Segmentation labeling entries:
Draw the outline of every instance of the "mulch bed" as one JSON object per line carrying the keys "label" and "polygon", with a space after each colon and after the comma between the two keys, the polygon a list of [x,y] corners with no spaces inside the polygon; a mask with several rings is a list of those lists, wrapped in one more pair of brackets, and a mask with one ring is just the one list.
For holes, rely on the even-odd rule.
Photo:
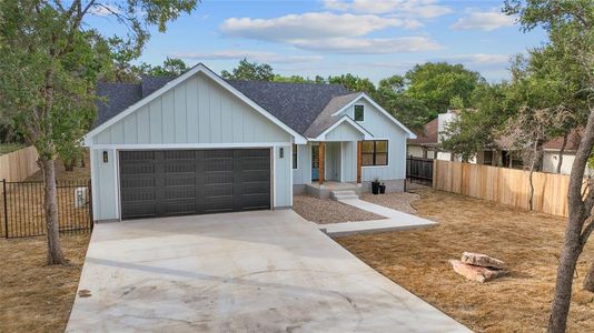
{"label": "mulch bed", "polygon": [[293,196],[293,210],[307,221],[320,224],[386,219],[338,201],[309,195]]}
{"label": "mulch bed", "polygon": [[[566,221],[458,194],[419,190],[414,202],[434,228],[337,239],[372,268],[476,332],[544,332]],[[464,251],[506,262],[511,274],[479,284],[456,274]],[[594,332],[594,294],[581,285],[594,241],[580,259],[568,332]]]}

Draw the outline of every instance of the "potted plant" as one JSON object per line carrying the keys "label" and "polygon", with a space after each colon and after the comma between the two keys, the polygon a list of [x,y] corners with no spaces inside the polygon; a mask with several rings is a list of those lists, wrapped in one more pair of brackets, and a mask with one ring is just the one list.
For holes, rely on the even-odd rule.
{"label": "potted plant", "polygon": [[372,182],[372,193],[379,194],[379,180],[377,178]]}

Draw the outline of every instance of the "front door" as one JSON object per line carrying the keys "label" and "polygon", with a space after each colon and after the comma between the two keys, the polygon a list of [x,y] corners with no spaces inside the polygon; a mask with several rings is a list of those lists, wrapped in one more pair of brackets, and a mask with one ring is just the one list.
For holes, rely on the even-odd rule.
{"label": "front door", "polygon": [[319,145],[311,145],[311,180],[319,180]]}

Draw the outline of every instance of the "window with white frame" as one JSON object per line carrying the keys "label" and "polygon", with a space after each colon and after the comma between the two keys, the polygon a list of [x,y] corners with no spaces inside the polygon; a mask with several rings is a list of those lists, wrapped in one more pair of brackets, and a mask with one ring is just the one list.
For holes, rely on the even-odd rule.
{"label": "window with white frame", "polygon": [[388,165],[388,141],[366,140],[362,143],[362,165]]}
{"label": "window with white frame", "polygon": [[365,107],[355,105],[355,121],[364,121],[364,120],[365,120]]}

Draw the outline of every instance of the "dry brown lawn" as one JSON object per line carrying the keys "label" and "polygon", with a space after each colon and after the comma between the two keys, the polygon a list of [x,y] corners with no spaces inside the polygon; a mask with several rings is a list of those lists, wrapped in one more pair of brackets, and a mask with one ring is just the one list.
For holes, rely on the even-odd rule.
{"label": "dry brown lawn", "polygon": [[[434,190],[418,190],[418,215],[435,228],[337,241],[378,272],[476,332],[543,332],[550,314],[565,220]],[[386,194],[389,195],[389,194]],[[594,332],[594,294],[581,289],[594,241],[574,281],[570,332]],[[452,271],[464,251],[505,261],[512,273],[485,284]]]}
{"label": "dry brown lawn", "polygon": [[63,332],[89,235],[61,236],[65,266],[46,265],[44,238],[0,240],[0,332]]}

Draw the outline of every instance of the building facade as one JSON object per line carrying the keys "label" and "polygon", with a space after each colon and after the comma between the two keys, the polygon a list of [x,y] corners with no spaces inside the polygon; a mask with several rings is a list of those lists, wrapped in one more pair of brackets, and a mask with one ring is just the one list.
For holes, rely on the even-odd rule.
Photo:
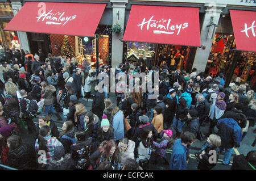
{"label": "building facade", "polygon": [[[51,0],[12,0],[8,2],[5,3],[11,5],[14,15],[26,2],[57,3],[56,1]],[[100,35],[99,53],[100,59],[104,63],[115,67],[126,60],[138,61],[141,57],[147,62],[148,66],[160,65],[163,60],[169,61],[171,64],[171,60],[175,55],[174,52],[176,54],[179,50],[181,56],[177,60],[175,58],[174,64],[180,69],[189,73],[193,68],[196,68],[198,73],[210,71],[211,68],[209,66],[208,60],[214,53],[225,55],[226,59],[232,57],[234,54],[232,49],[236,49],[236,39],[234,38],[230,10],[256,11],[255,0],[216,0],[214,2],[210,0],[60,0],[57,2],[60,2],[106,5],[95,31],[95,33]],[[123,37],[131,10],[133,6],[135,6],[197,9],[200,44],[188,46],[158,42],[124,41]],[[122,30],[118,33],[112,31],[112,27],[117,24]],[[60,53],[63,35],[23,31],[18,31],[16,33],[20,48],[24,50],[35,53],[38,49],[41,49],[45,53],[52,53],[56,55]],[[88,57],[90,56],[90,58],[93,60],[96,53],[95,37],[71,36],[69,39],[76,56],[85,55]],[[227,62],[225,66],[228,66],[228,61],[225,60],[225,61]],[[255,60],[251,63],[255,64]],[[215,70],[221,70],[217,69]],[[212,71],[213,74],[214,71]],[[229,71],[229,73],[233,73]]]}

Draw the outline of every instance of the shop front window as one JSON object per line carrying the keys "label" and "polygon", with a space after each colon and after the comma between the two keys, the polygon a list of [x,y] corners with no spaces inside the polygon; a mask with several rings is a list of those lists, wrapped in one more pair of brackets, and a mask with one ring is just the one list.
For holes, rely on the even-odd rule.
{"label": "shop front window", "polygon": [[213,41],[210,55],[205,68],[205,73],[215,77],[220,73],[224,74],[224,79],[228,75],[233,75],[231,82],[237,77],[241,81],[250,81],[255,75],[256,53],[241,52],[240,58],[233,72],[232,65],[233,63],[236,49],[236,40],[233,35],[216,33]]}

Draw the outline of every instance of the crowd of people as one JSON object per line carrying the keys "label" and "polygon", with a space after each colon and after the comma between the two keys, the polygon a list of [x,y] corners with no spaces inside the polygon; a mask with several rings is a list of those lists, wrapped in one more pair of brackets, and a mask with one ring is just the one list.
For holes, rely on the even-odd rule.
{"label": "crowd of people", "polygon": [[[40,50],[35,55],[5,53],[1,60],[4,82],[0,81],[2,165],[18,169],[186,169],[189,146],[198,139],[205,144],[196,154],[197,168],[207,170],[217,163],[209,161],[212,150],[217,160],[224,151],[223,164],[228,165],[233,148],[240,146],[242,139],[254,138],[245,137],[248,127],[254,126],[254,91],[239,78],[225,87],[222,73],[205,77],[195,68],[188,73],[168,69],[165,62],[148,68],[139,60],[115,68],[115,75],[122,76],[115,82],[113,102],[110,86],[99,87],[102,79],[97,80],[88,61],[81,69],[75,58],[69,62]],[[101,65],[100,74],[110,77],[110,69]],[[138,92],[124,91],[134,85],[137,73],[145,73],[146,81],[139,80]],[[156,75],[159,82],[151,84],[154,91],[143,92],[142,87],[154,83]],[[155,98],[148,98],[155,92]],[[82,100],[92,102],[90,110]],[[63,123],[61,132],[53,115]],[[206,123],[209,131],[203,135],[200,128]],[[20,134],[33,132],[34,145],[26,144]],[[166,157],[169,149],[171,159]],[[234,159],[232,168],[253,169],[255,157],[251,151]]]}

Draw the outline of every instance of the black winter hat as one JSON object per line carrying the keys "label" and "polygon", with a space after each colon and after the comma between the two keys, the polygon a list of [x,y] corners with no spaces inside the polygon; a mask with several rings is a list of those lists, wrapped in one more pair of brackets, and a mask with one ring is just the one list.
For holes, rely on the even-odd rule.
{"label": "black winter hat", "polygon": [[196,109],[192,108],[188,111],[188,113],[189,115],[191,116],[192,117],[196,117],[198,115],[198,112]]}
{"label": "black winter hat", "polygon": [[60,159],[65,155],[65,149],[63,146],[58,146],[54,149],[54,157]]}

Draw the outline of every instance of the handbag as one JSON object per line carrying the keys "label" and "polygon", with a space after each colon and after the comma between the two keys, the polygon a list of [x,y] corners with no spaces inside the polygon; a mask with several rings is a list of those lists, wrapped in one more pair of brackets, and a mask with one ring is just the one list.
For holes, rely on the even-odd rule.
{"label": "handbag", "polygon": [[175,64],[175,60],[172,59],[171,61],[171,65],[174,65]]}
{"label": "handbag", "polygon": [[199,128],[199,131],[197,132],[197,134],[196,135],[196,138],[199,141],[203,141],[204,140],[204,137],[203,136],[202,132]]}
{"label": "handbag", "polygon": [[69,110],[68,108],[65,108],[65,107],[63,108],[63,117],[67,118],[67,115],[69,113]]}
{"label": "handbag", "polygon": [[125,129],[126,131],[129,131],[130,129],[131,129],[131,127],[129,123],[128,123],[128,121],[127,121],[127,119],[125,118],[123,112],[123,125],[125,127]]}
{"label": "handbag", "polygon": [[27,127],[27,123],[22,119],[19,119],[17,120],[17,127],[19,130],[23,133],[25,134],[28,134],[28,128]]}
{"label": "handbag", "polygon": [[141,159],[139,160],[139,165],[144,170],[148,168],[149,159],[147,158]]}
{"label": "handbag", "polygon": [[83,98],[85,96],[84,87],[82,87],[82,86],[81,86],[81,95],[82,96]]}

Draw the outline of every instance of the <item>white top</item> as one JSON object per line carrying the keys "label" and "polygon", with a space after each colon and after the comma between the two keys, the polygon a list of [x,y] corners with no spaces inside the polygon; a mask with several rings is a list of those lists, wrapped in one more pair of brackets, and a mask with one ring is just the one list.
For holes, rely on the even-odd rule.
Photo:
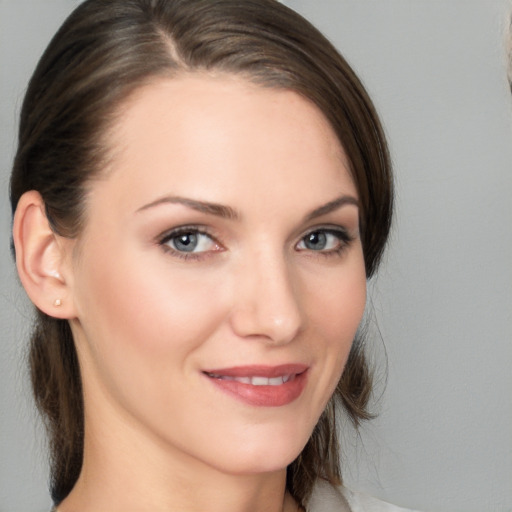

__Given instruction__. Locate each line in the entries that contains the string "black" and copy those lines out, matching case exactly.

__Solution for this problem__.
Draw the outline of every instance of the black winter hat as one JSON object per line carrying the keys "label" and "polygon", with a space after each colon and after the comma between the two keys, the polygon a list of [x,y] corners with no spaces inside the polygon; a mask with several rings is a list of those lists, wrapped in one more pair of brackets, and a mask with one ring is just the one list.
{"label": "black winter hat", "polygon": [[196,109],[192,108],[188,111],[188,113],[189,115],[191,116],[192,117],[196,117],[198,115],[198,112]]}
{"label": "black winter hat", "polygon": [[60,159],[65,155],[65,149],[63,146],[58,146],[54,149],[54,157]]}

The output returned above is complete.